WORK REQUIRED:
What are the lines from the top of the entries below through the line containing "negative clicks: (179, 309) (142, 321)"? Return them exactly, both ends included, without the pictures.

Dataset entries
● ● ● ●
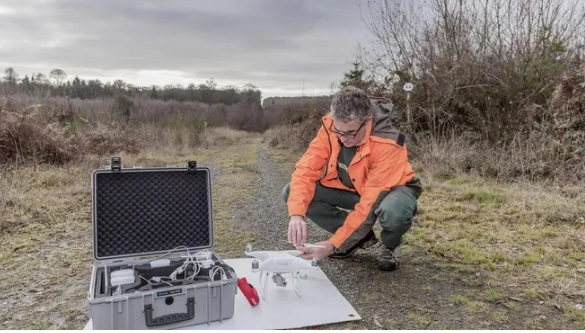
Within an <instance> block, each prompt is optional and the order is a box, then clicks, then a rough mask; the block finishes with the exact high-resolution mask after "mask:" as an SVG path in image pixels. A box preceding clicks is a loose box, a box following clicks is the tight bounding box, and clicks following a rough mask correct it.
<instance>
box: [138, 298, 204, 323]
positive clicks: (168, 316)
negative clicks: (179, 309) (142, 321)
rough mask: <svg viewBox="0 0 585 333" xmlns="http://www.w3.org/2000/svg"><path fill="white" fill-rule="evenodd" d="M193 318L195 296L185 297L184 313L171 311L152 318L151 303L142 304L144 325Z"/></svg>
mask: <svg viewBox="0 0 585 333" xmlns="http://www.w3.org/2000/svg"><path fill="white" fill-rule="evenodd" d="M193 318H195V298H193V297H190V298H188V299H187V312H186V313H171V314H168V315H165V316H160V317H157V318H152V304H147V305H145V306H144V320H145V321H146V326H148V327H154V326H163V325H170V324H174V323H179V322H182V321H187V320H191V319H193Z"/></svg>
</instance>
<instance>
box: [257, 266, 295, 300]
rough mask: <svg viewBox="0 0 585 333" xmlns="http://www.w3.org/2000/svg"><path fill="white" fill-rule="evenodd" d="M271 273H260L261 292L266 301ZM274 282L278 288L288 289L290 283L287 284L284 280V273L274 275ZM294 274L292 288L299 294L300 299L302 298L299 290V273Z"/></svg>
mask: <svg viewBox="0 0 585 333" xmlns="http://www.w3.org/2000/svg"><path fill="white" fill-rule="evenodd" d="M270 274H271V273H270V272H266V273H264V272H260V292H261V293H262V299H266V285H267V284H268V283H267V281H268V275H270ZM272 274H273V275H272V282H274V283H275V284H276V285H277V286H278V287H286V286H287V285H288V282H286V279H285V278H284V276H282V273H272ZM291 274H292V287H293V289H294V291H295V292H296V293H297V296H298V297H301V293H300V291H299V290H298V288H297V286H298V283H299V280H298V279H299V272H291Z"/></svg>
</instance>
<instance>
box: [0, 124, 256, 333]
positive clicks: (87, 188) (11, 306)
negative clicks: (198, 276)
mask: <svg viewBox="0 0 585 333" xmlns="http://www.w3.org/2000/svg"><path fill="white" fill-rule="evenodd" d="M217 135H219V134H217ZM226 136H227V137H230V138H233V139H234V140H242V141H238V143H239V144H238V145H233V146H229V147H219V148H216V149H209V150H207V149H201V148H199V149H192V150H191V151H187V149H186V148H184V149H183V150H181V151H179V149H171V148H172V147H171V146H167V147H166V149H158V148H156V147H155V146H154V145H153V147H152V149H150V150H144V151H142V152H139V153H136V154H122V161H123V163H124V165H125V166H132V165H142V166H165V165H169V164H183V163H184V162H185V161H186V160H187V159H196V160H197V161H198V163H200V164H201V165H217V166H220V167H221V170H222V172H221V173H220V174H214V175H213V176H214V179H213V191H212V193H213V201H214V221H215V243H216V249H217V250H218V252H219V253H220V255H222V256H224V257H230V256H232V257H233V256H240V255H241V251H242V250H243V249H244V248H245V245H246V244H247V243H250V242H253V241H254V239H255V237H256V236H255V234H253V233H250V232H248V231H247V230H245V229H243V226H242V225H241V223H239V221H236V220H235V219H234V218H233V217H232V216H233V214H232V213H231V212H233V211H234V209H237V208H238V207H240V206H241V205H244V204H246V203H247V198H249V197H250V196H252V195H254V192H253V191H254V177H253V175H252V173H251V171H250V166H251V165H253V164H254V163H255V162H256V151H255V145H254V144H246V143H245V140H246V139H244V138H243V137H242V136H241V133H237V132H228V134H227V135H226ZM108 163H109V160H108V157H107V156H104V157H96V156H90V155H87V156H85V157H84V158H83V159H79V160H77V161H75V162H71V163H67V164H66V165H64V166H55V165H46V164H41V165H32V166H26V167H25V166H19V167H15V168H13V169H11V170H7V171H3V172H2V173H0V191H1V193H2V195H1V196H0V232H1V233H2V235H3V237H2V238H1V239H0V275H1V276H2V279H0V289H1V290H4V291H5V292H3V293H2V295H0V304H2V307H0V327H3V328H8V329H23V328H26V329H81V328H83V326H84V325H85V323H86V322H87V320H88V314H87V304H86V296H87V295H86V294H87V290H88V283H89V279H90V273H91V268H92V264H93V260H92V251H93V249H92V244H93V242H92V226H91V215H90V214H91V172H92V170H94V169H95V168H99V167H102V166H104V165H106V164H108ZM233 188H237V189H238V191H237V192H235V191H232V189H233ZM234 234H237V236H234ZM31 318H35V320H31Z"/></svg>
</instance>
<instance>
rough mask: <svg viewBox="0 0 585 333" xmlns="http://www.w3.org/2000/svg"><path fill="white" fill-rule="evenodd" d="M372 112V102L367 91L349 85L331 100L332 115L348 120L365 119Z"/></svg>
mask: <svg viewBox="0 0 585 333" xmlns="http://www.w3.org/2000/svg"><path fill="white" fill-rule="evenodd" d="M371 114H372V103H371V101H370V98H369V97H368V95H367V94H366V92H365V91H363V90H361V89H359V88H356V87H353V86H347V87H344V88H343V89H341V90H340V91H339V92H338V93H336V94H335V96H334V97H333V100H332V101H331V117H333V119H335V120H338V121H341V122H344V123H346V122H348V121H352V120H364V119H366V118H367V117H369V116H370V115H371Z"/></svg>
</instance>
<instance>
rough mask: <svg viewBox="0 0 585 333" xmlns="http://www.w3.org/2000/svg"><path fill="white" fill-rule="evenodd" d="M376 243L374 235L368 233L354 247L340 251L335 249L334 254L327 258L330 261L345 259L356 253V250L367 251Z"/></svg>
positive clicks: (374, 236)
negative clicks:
● ● ● ●
ANSWER SPACE:
Within an <instance> block, each prompt is optional and the order is a box, then clicks, then a rough mask; the block finishes with the exact high-resolution mask after "mask:" as an SVG path in image pixels. A box preceding clicks is a loose box, a box following clicks is the tight bounding box, and clicks following a rough mask correct it.
<instance>
box: [138, 298, 204, 323]
positive clicks: (168, 316)
negative clicks: (179, 309) (142, 321)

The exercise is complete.